** The data follows **
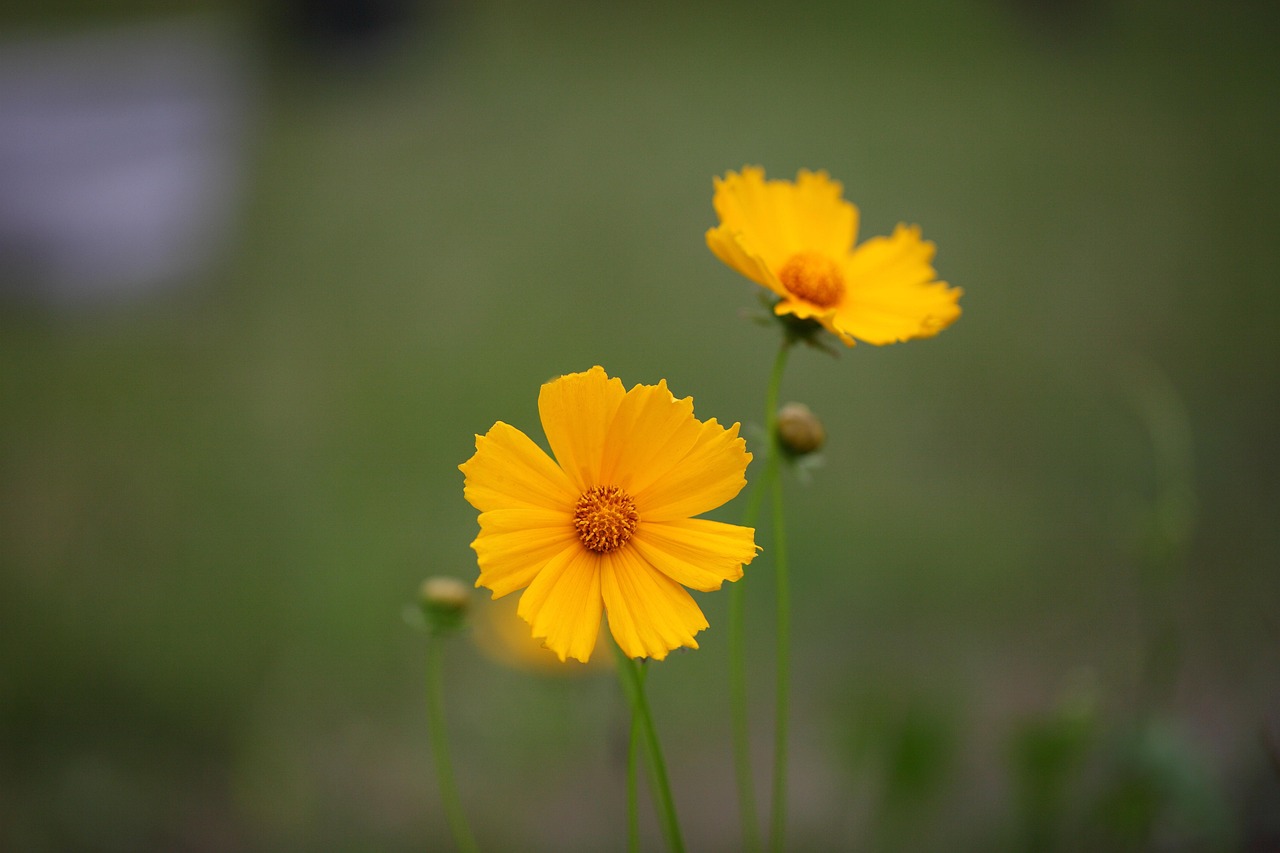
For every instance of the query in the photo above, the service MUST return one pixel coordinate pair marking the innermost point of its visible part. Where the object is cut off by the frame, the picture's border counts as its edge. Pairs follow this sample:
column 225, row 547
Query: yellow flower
column 608, row 524
column 503, row 637
column 798, row 240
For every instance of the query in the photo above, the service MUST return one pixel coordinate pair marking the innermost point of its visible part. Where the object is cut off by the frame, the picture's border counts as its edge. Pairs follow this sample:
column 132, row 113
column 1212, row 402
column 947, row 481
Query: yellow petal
column 563, row 603
column 650, row 433
column 892, row 293
column 515, row 544
column 803, row 310
column 696, row 552
column 510, row 470
column 576, row 411
column 776, row 219
column 649, row 612
column 726, row 243
column 708, row 475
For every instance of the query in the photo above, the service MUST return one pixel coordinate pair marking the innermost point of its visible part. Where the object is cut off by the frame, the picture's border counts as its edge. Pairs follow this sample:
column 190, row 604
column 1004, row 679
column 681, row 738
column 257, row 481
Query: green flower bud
column 444, row 603
column 799, row 430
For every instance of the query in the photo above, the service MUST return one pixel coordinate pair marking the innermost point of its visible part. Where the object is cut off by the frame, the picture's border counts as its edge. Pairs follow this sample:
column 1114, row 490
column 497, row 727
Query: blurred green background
column 1036, row 585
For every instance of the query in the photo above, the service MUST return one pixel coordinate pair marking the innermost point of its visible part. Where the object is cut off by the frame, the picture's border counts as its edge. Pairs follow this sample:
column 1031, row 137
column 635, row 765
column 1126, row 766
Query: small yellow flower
column 607, row 525
column 798, row 240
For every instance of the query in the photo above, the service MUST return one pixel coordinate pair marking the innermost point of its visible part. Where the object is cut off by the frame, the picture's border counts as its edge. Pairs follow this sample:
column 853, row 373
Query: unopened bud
column 799, row 430
column 444, row 602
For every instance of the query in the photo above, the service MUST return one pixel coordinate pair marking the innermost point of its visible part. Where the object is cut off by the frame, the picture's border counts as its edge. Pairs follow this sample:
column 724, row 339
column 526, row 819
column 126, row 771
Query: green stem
column 778, row 824
column 632, row 783
column 632, row 684
column 440, row 751
column 737, row 617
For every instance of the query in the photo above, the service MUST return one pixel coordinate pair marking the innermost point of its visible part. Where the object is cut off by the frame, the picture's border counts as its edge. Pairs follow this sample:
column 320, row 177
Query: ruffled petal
column 510, row 470
column 708, row 475
column 776, row 219
column 576, row 413
column 515, row 544
column 892, row 293
column 696, row 552
column 727, row 245
column 649, row 612
column 650, row 433
column 563, row 603
column 803, row 310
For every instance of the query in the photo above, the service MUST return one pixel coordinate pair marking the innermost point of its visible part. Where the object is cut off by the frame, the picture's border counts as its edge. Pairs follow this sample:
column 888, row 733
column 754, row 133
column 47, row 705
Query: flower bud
column 799, row 430
column 444, row 603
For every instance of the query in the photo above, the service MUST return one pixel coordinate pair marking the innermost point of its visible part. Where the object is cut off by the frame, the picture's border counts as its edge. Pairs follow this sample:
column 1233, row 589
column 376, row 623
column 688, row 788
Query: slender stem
column 778, row 824
column 632, row 783
column 632, row 684
column 737, row 619
column 440, row 749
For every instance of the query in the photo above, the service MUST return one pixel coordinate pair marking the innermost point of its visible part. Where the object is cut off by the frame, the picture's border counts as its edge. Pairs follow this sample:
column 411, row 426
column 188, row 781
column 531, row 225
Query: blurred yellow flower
column 798, row 240
column 607, row 525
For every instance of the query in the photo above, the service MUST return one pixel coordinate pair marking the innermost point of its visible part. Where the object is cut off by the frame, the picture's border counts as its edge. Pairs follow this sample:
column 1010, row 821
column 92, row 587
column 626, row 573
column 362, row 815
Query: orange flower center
column 604, row 518
column 814, row 278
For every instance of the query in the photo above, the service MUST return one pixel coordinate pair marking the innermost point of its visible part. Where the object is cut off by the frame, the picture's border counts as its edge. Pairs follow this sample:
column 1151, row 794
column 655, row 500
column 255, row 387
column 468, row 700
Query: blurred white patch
column 120, row 158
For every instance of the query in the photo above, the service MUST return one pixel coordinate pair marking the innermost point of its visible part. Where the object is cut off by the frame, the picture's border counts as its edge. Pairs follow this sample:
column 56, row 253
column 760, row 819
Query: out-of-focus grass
column 216, row 502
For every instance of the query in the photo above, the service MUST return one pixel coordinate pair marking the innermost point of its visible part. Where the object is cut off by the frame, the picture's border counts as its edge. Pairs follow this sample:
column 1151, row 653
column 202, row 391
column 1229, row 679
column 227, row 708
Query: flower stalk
column 632, row 685
column 453, row 812
column 737, row 616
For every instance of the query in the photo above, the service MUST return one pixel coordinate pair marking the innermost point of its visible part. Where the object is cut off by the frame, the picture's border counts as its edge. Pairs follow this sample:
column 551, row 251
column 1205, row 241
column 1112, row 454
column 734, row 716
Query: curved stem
column 632, row 783
column 440, row 751
column 737, row 617
column 632, row 684
column 777, row 835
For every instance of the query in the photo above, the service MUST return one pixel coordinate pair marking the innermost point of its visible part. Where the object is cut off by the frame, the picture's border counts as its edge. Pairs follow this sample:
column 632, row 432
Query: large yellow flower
column 798, row 240
column 608, row 524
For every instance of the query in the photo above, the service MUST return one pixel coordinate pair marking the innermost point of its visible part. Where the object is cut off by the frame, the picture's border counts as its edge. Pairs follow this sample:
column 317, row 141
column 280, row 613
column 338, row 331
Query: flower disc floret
column 813, row 277
column 604, row 518
column 607, row 527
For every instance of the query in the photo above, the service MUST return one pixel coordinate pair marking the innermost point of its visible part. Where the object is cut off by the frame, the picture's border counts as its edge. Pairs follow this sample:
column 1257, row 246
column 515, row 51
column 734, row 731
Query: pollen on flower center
column 814, row 278
column 604, row 518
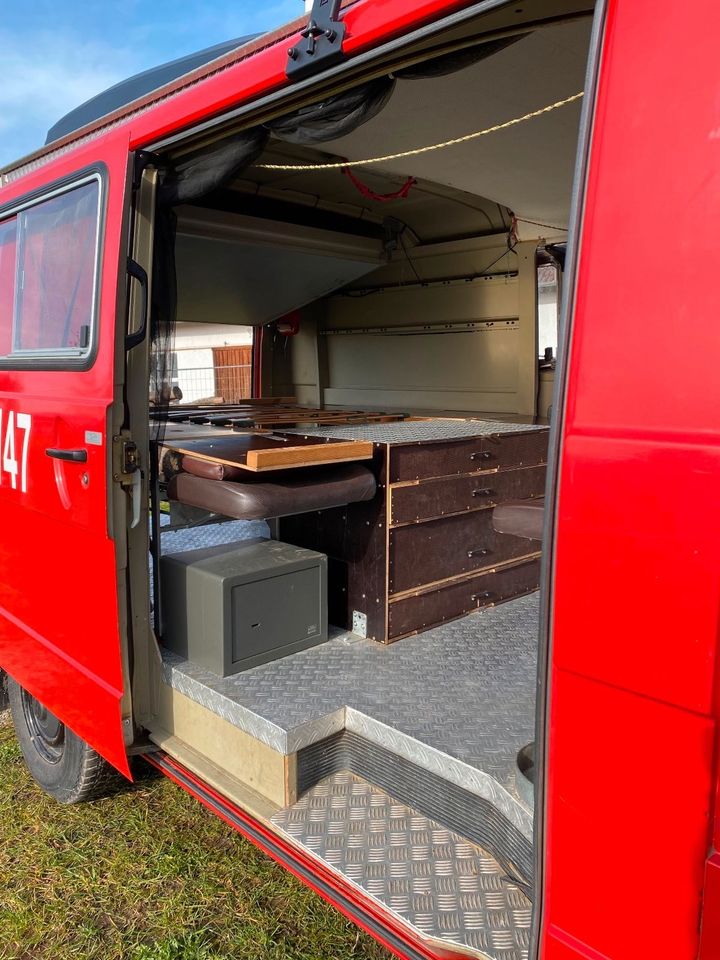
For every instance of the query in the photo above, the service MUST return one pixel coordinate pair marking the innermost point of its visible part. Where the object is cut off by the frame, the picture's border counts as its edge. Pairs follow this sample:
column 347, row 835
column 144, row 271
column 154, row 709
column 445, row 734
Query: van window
column 47, row 296
column 8, row 232
column 548, row 309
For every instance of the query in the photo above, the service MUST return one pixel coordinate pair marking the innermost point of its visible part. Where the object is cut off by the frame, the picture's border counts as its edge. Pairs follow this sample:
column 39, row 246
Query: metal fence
column 231, row 383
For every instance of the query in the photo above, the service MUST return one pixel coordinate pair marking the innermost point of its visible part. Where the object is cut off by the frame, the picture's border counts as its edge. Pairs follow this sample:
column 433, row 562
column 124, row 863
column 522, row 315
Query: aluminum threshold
column 420, row 890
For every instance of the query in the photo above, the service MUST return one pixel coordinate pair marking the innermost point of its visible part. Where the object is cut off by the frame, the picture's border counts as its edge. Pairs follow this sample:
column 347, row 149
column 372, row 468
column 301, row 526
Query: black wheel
column 61, row 763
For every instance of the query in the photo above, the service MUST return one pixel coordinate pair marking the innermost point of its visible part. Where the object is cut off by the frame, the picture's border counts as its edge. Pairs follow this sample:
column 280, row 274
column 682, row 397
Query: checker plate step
column 442, row 885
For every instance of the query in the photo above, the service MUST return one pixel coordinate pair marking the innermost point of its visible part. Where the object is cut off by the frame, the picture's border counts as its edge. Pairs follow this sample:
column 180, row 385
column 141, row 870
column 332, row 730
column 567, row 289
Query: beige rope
column 417, row 150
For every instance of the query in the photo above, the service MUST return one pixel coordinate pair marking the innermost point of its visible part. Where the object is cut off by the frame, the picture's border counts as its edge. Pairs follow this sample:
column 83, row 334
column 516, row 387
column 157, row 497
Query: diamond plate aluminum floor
column 410, row 431
column 437, row 882
column 457, row 700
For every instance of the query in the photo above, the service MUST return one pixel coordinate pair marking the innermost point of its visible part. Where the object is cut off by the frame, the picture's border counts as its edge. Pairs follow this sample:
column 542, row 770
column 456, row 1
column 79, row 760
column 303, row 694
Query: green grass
column 148, row 874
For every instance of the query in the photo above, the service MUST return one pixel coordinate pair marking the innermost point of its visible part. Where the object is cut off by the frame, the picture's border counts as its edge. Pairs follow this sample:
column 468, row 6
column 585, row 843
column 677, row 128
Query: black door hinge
column 142, row 160
column 322, row 41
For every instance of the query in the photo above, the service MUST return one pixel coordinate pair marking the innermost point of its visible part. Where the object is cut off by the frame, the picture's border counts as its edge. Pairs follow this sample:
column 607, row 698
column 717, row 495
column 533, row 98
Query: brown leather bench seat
column 521, row 518
column 233, row 492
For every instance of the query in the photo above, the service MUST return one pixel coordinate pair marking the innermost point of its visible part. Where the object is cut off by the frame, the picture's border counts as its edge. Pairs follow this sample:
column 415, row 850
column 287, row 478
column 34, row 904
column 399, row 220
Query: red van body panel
column 59, row 634
column 632, row 772
column 637, row 563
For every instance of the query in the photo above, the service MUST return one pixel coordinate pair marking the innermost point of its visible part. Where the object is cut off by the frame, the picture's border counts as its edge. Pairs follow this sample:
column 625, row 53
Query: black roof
column 138, row 86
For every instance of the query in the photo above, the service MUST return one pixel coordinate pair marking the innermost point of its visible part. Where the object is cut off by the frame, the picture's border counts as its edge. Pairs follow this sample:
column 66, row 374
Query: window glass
column 55, row 274
column 548, row 307
column 7, row 283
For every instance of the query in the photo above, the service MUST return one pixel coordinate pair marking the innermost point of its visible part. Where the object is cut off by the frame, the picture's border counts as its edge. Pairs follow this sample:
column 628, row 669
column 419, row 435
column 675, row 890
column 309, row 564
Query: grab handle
column 76, row 456
column 140, row 274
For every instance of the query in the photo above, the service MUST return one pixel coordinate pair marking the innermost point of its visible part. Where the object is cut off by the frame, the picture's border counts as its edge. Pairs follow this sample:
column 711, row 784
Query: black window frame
column 61, row 359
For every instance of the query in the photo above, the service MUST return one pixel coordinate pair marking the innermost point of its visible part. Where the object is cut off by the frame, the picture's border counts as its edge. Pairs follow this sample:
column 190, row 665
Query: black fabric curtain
column 336, row 116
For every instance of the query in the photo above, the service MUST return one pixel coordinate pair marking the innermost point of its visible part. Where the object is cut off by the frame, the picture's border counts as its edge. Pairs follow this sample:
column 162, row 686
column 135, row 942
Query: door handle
column 140, row 274
column 76, row 456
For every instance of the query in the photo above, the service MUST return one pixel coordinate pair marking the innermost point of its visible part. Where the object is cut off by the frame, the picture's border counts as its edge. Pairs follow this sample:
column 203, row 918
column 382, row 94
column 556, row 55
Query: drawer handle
column 482, row 455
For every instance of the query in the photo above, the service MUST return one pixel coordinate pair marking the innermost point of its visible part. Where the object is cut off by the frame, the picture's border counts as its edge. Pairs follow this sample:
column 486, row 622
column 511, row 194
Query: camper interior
column 345, row 554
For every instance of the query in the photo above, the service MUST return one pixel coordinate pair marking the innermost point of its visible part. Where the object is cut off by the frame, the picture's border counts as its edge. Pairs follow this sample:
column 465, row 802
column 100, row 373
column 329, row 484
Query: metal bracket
column 141, row 161
column 322, row 46
column 125, row 460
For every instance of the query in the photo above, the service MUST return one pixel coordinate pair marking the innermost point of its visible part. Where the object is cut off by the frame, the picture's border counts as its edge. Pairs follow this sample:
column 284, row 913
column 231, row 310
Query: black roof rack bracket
column 321, row 46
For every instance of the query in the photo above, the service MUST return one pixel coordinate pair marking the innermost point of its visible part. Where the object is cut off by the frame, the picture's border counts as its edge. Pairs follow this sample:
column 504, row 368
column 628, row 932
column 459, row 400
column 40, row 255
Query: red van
column 425, row 602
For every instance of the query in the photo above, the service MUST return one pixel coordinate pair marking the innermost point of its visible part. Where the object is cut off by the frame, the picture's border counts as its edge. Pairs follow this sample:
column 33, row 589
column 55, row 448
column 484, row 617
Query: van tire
column 59, row 761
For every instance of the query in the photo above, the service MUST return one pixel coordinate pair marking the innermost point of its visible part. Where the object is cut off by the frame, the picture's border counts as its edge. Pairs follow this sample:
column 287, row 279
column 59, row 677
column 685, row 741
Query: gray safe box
column 236, row 606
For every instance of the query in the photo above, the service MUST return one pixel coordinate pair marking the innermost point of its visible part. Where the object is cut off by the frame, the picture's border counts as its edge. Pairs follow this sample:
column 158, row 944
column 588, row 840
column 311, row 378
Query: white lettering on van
column 10, row 465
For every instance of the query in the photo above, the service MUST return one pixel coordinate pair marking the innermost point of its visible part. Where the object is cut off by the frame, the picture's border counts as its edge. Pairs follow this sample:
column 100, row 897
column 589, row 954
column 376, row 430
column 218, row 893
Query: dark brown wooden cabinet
column 424, row 550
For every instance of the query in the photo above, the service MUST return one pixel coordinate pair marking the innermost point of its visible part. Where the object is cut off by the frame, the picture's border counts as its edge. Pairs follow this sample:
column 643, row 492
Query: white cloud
column 45, row 77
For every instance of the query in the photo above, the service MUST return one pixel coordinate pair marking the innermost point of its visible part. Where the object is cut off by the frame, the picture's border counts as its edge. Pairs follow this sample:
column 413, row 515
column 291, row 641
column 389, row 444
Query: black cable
column 407, row 257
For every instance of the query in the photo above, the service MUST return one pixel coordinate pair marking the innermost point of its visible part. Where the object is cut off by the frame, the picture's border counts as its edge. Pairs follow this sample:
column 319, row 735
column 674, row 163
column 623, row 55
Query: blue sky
column 55, row 54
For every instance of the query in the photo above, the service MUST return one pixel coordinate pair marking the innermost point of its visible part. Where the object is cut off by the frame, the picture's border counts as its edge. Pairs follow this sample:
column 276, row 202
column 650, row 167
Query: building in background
column 212, row 360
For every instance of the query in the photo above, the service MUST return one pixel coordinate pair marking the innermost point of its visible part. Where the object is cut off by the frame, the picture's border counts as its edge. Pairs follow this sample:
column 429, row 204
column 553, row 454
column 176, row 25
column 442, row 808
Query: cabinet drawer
column 448, row 547
column 425, row 610
column 515, row 449
column 443, row 458
column 421, row 461
column 436, row 498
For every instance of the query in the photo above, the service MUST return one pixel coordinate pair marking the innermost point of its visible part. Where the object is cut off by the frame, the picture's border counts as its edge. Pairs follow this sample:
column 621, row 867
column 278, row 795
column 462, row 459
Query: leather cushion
column 281, row 495
column 212, row 471
column 521, row 518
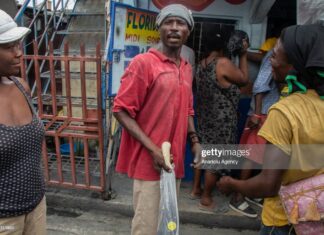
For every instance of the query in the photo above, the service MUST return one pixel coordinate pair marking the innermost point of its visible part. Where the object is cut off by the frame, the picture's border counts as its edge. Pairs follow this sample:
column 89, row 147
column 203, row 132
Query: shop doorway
column 204, row 28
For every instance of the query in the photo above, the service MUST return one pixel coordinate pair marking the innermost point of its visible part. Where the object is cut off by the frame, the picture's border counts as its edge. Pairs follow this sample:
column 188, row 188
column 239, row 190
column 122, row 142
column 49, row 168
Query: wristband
column 257, row 116
column 192, row 133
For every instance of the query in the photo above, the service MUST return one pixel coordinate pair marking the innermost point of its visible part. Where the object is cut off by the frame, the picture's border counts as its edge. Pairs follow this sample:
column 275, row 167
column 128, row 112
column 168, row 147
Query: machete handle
column 166, row 147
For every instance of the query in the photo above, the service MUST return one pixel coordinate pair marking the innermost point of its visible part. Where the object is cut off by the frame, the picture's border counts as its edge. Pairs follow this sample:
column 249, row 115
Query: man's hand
column 196, row 151
column 224, row 185
column 158, row 161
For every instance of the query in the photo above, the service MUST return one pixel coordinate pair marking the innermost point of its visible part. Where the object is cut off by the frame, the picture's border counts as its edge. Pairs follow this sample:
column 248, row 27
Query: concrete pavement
column 122, row 204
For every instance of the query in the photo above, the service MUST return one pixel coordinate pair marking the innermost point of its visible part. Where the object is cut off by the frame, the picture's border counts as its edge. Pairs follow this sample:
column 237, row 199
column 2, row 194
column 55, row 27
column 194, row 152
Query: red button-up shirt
column 158, row 95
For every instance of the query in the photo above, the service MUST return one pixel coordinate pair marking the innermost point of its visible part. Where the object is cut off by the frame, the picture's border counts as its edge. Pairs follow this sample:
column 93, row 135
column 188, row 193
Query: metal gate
column 71, row 110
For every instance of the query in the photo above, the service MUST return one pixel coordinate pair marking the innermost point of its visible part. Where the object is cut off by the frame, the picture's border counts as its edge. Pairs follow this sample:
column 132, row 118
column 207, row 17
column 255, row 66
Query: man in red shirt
column 154, row 104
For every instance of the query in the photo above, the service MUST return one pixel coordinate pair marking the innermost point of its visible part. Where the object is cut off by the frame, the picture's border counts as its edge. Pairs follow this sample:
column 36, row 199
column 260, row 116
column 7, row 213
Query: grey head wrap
column 176, row 10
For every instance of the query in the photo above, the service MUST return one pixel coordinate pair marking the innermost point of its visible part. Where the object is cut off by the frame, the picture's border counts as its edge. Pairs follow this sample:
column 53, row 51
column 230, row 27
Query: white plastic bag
column 168, row 223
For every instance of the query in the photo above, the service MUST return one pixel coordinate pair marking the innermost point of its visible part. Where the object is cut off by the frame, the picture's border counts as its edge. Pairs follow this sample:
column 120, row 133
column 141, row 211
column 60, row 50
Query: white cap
column 9, row 30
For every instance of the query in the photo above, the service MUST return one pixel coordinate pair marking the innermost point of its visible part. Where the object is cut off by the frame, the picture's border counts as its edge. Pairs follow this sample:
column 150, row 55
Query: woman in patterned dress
column 217, row 84
column 22, row 188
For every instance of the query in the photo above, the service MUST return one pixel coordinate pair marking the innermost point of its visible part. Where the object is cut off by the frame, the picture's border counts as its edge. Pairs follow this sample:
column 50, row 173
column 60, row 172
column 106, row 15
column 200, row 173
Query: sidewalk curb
column 87, row 203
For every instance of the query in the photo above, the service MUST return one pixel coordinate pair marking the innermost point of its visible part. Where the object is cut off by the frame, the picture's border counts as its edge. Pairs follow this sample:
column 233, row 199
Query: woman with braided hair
column 293, row 126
** End of The data **
◆ The task
There is a run of lines above from the one with "column 947, row 481" to the one with "column 190, row 604"; print exactly that run, both ends included, and nothing else.

◆ Output
column 947, row 481
Query: yellow petal
column 563, row 603
column 650, row 433
column 892, row 293
column 515, row 544
column 803, row 310
column 696, row 552
column 510, row 470
column 576, row 411
column 776, row 219
column 649, row 612
column 726, row 243
column 708, row 475
For every instance of the query in the photo above, the service MUST return one pixel coordinate pair marking the innermost point of its visible part. Where the object is cut off by the frame, the picture's border counts as its edge. Pairs follow this sample:
column 190, row 604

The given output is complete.